**RECORDS FOR PROCESSING:**

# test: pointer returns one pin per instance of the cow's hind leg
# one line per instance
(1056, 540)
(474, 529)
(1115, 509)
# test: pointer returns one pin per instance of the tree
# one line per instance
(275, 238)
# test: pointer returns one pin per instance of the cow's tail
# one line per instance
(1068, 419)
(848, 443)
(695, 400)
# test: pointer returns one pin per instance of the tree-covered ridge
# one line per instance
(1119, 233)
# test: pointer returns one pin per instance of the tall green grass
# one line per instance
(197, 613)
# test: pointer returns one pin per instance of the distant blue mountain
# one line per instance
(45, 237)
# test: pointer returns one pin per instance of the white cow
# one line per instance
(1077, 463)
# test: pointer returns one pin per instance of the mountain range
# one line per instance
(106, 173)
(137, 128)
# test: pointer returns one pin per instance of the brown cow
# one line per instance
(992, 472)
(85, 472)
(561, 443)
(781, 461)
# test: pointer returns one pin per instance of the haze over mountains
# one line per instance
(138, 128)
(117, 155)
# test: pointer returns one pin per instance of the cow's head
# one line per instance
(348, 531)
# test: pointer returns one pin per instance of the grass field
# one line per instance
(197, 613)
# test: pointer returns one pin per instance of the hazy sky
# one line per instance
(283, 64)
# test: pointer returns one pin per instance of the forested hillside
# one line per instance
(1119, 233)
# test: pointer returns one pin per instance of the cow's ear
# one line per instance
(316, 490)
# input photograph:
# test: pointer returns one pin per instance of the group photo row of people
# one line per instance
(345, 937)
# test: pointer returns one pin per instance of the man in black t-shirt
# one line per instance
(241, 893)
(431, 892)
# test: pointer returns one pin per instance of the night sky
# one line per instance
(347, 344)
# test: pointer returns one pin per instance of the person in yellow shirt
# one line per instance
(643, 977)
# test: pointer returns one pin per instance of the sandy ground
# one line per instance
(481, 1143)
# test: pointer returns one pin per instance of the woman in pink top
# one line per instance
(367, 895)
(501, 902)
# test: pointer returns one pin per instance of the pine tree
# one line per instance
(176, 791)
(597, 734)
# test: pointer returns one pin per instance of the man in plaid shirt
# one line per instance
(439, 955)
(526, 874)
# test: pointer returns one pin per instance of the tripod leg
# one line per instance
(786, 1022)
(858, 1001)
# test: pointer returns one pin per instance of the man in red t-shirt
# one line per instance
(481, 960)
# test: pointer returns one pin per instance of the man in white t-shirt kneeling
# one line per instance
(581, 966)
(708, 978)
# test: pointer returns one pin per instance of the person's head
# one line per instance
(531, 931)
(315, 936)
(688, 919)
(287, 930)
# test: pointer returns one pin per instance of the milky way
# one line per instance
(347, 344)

**WORK ITEM:** Reproduce every record above exactly.

**WRITTEN SOLUTION:**
# test: pointer returns one pin per instance of the cow's hind leg
# one line per instance
(1056, 540)
(474, 529)
(1115, 509)
# test: pointer returns one pin per instance of the tree
# one line per instance
(275, 238)
# test: pointer returns one pin per instance of the cow's tail
# one line per instance
(1068, 419)
(848, 443)
(695, 400)
# test: pointer returns one pin per instance of the tree-covered ridge
# one line per instance
(1119, 233)
# test: pointer returns one pin per instance of the tall green grass
# one line per instance
(197, 613)
# test: pointer returns one pin per instance of the distant blue mountain
# one line per instance
(45, 237)
# test: pointer returns one pin per instance of the white cow
# one line per instance
(1077, 463)
# test: pointer returns one pin per instance of the mountain range
# one line per instance
(106, 173)
(137, 128)
# test: pointer returns one pin per instance of the brown cow
# one line per instance
(992, 472)
(85, 472)
(561, 443)
(781, 461)
# test: pointer returns one pin per instance of the haze over mountains
# one line per instance
(138, 128)
(117, 155)
# test: pointer returns one pin per instance of the cow's head
# one line per instance
(348, 531)
# test: pointer returns one pin per instance of the grass field
# one line per instance
(197, 613)
# test: pointer returns one pin per instance of the hazy sky
# one line per instance
(283, 64)
# test: pointer returns one pin per instance of the forested hillside
# one line per instance
(1119, 233)
# test: pointer returns one pin per instance of the cow's ear
# one line per instance
(316, 490)
# input photograph:
# test: pointer returns one pin per instance of the group photo row of people
# one line per instance
(345, 937)
# test: pointer returns one pin per instance of the man in black t-shirt
# one line per instance
(241, 893)
(431, 892)
# test: pointer returns one pin per instance of the night sky
# one line per instance
(347, 344)
# test: pointer returns one pin per instance of the person in yellow shirt
# one line per instance
(643, 977)
# test: pointer returns one pin per instance of the sandy ground
# one line per instance
(481, 1143)
# test: pointer returns one pin per instance of the woman in pink top
# one line per instance
(367, 895)
(501, 902)
# test: pointer returns one pin per instance of the pine tree
# one line per instance
(176, 791)
(597, 734)
# test: pointer returns one pin per instance of the man in plaid shirt
# one line per instance
(439, 955)
(526, 874)
# test: pointer returns one pin per instance of the tripod leg
# one line per instance
(786, 1022)
(858, 1001)
# test: pointer returns one pin per instance of the man in red t-shirt
# one line per instance
(481, 960)
# test: pointer returns one pin per instance of the man in white t-shirt kneeling
# one line per instance
(581, 966)
(708, 978)
# test: pointer returns one pin per instance of the person's head
# one line per instance
(531, 931)
(315, 936)
(688, 919)
(287, 930)
# test: pointer returns one pin per instance of the milky way
# one line per instance
(347, 344)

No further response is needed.